## [Excerpted data]
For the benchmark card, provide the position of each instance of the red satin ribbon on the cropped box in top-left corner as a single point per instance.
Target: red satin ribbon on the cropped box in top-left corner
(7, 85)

--

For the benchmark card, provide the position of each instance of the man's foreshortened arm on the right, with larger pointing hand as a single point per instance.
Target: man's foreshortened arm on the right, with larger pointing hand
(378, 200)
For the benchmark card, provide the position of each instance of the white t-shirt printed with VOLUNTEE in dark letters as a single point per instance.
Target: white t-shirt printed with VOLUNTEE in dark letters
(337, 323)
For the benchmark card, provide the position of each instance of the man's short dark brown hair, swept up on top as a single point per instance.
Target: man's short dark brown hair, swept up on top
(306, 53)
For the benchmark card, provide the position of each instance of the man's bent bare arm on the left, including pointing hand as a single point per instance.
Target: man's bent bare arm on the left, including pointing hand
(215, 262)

...

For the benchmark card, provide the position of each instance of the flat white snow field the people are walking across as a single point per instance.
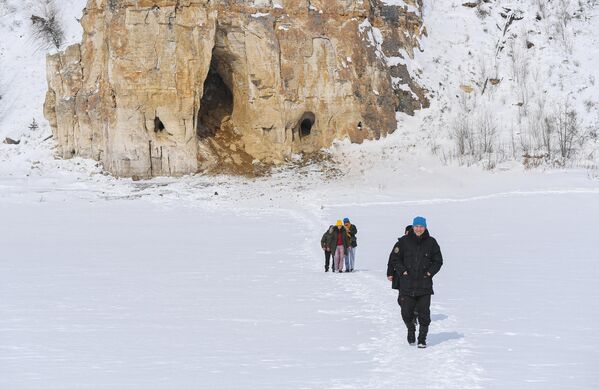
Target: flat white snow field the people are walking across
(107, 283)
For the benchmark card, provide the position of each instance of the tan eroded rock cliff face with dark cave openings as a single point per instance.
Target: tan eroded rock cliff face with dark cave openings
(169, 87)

## [Work instruction]
Copy every line in the entries above that has the string "card" in it.

## [The completed task]
For the benchmark card, provide the position of each instance of the red satin ribbon on the cropped box in top-left corner as a single point per instance.
For the benchmark card, provide the position of each instance of the man's foreshortened arm on the right, with larger pointing hand as a single point per instance.
For the benchmark card, provide the position of each instance of the white t-shirt printed with VOLUNTEE in dark letters as a single point per instance.
For the benchmark card, provide the position of each instance of the man's short dark brown hair, swept up on top as a single point per instance.
For the benchmark card, provide the position of each instance of the man's bent bare arm on the left, including pointing hand as a single point per instance.
For the benchmark card, provide the position of each instance of the flat white snow field the people are walking across as a single point per instance.
For the benchmark card, provide the position of each instance of the tan eroded rock cliff face with dark cave openings as a single point per instance.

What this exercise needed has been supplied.